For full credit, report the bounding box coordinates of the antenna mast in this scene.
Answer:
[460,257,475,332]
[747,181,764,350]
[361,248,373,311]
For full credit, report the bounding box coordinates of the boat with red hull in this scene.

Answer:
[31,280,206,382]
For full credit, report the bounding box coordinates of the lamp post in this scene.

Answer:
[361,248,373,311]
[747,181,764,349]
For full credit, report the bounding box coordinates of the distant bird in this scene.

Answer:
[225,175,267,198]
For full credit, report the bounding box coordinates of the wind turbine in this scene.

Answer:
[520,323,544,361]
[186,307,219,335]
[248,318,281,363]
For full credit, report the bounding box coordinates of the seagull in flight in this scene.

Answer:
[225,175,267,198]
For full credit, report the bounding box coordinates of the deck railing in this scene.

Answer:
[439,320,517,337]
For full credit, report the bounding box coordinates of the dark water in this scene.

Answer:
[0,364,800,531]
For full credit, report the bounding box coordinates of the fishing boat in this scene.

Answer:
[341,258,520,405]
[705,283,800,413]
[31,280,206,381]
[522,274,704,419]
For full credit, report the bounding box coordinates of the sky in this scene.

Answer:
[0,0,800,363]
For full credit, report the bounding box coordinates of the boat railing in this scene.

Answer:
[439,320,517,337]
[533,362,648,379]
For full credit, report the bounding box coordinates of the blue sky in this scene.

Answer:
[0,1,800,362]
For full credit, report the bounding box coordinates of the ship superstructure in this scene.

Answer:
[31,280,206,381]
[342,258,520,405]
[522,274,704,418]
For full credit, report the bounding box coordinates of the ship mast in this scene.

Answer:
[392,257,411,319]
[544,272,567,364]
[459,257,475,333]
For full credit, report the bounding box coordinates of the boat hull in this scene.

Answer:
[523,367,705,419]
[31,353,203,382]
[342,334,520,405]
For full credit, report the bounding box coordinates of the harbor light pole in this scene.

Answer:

DIRECTIONS FOR THIS TASK | Rewrite all of the rows above with "For full credit" changed to "To earn full marks" and everything else left the same.

FULL ANSWER |
To earn full marks, report the bounding box coordinates of the antenna mast in this scene.
Answer:
[460,257,475,332]
[747,181,764,350]
[361,248,373,311]
To earn full marks, report the bounding box coordinates of the boat with red hull in this scene.

Answer:
[31,280,206,382]
To earn full marks, report the bounding box coordinates of the lamp post in this scene.

Answer:
[361,248,373,311]
[747,181,764,349]
To earn full marks, report the bounding box coordinates of the distant bird in this scene.

Answer:
[225,175,267,198]
To earn full marks, report the bounding box coordinates of the wind turbine in this scene.

Answer:
[520,323,544,361]
[186,307,219,335]
[248,318,281,363]
To earn full marks, report the bounding box coordinates of the seagull in flight in this scene.

Answer:
[225,175,267,198]
To earn full marks, report the bounding box coordinates of the deck railing in this scene.

Answer:
[439,320,517,337]
To earn full marks, report the bounding box coordinates of the dark water in this scene.

Answer:
[0,364,800,531]
To earn full marks, report the bounding box coordinates of the fishing boat in this scene.

Answer:
[341,258,520,405]
[705,283,800,413]
[31,280,206,381]
[522,274,704,419]
To earn full marks, report the bounding box coordinates of the sky in this scene.

Answer:
[0,0,800,363]
To earn full marks, report the bounding box coordinates of the boat railing in this scene.

Answer:
[439,320,517,337]
[533,362,648,379]
To earn full marks, report the bounding box coordinates of the blue sky in this scene.

Answer:
[0,1,800,362]
To earn full marks, report the bounding box coordinates of the ship superstructure in this scene.

Answer:
[31,280,206,381]
[342,258,520,405]
[522,274,704,418]
To earn full marks, report the bounding box coordinates of the ship mast in this scene.

Answer:
[392,257,411,319]
[544,272,567,364]
[459,257,475,333]
To earn full marks, report the bounding box coordinates of the boat hull in this scene.

Answer:
[523,367,705,419]
[31,353,203,382]
[342,334,520,405]
To earn full marks, report the bounding box coordinates of the harbor light pole in this scene.

Answer:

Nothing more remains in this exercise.